====== Document excerpt

Buying sardonyx, our opinion: this is the budget-friendly character pick. You are not buying fire or sparkle, you are buying pattern and history, so judge it on the boldness and contrast of the banding. Strong, clean stripes are what you want. At 6.5 to 7 on Mohs it is about as durable as peridot, and because it is opaque and tough enough for carving, it stands up well in cabochon pendants, signet rings and cameo brooches. If you want a stone with a genuine ancient soul for very little money, sardonyx is the quiet winner, and almost nobody else will be wearing one.

Spinel: The Royal Impostor

Spinel is the gem that got robbed for centuries, and it is the August stone we would actually point most people toward for a ring.

Here is the great gem-world scandal. Some of the most famous "rubies" in history are not rubies at all. The Black Prince's Ruby, the great red stone set in the front of the British Imperial State Crown, is a spinel. So is the Timur Ruby. For hundreds of years nobody could reliably tell fine red spinel from ruby, because they look almost identical and often came from the same mines in central Asia. Only modern gemology sorted them out, and by then the misnaming was written into crown jewels and museum labels everywhere. That is why spinel finally earned its place on the August list in 2016: long overdue recognition for a gem that had been hiding in plain sight inside the world's most important jewels.

Spinel comes in a wonderful range, from vivid "ruby" reds and hot pinks to cobalt blues, lavenders and steely greys. It is singly refractive with excellent clarity and a lively brilliance, and crucially it is almost never treated. While most ruby and sapphire on the market is heated, fine spinel is usually exactly what nature made, which is a rare and honest thing in the coloured-stone world.

Buying spinel, our opinion: this is the connoisseur's choice and, frankly, the smart buy. At 8 on the Mohs scale it is the hardest and most wearable of the three August stones by a clear margin, which makes it the one we would actually trust in an everyday ring. Red and cobalt-blue spinels are the prized colours and can climb in price, but pinks, lavenders and greys offer real beauty for sensible money. Because it is rarely treated, you are buying a natural, untreated gem with a four-figure pedigree for prices that still sit well below ruby. Of the three, this is the one gem people will compliment without being able to name.

============

- **Written instruction A**
Filter the records below, keeping every line that contains the string "Target". Matching is case-sensitive.

====== Dataset content

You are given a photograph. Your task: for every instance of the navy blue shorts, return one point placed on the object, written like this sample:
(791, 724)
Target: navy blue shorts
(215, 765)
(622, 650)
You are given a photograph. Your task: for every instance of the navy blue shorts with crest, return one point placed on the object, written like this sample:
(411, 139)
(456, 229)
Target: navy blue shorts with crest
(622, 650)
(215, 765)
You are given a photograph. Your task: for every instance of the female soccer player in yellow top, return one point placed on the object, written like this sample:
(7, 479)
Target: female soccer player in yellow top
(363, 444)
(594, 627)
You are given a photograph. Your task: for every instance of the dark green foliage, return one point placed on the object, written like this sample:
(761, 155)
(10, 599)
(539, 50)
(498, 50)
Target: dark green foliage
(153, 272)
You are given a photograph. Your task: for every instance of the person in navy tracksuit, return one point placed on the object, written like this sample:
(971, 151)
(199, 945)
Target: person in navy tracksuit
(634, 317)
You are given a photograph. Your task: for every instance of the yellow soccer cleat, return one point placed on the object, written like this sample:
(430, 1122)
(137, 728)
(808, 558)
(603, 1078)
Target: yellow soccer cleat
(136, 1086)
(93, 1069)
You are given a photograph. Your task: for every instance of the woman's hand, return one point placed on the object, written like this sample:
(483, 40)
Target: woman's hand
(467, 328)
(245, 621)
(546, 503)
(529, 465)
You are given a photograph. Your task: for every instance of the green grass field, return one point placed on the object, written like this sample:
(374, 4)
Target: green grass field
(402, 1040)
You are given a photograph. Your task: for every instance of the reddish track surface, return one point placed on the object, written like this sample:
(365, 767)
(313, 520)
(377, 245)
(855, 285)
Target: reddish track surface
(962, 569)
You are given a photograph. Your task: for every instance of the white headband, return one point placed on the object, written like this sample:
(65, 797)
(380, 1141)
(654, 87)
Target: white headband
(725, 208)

============

- **Written instruction B**
In the gemstone text above, in what year did spinel earn its place on the August list?

- **Answer A**
Target: navy blue shorts
Target: navy blue shorts with crest
Target: female soccer player in yellow top
Target: dark green foliage
Target: person in navy tracksuit
Target: yellow soccer cleat
Target: woman's hand
Target: green grass field
Target: reddish track surface
Target: white headband

- **Answer B**
2016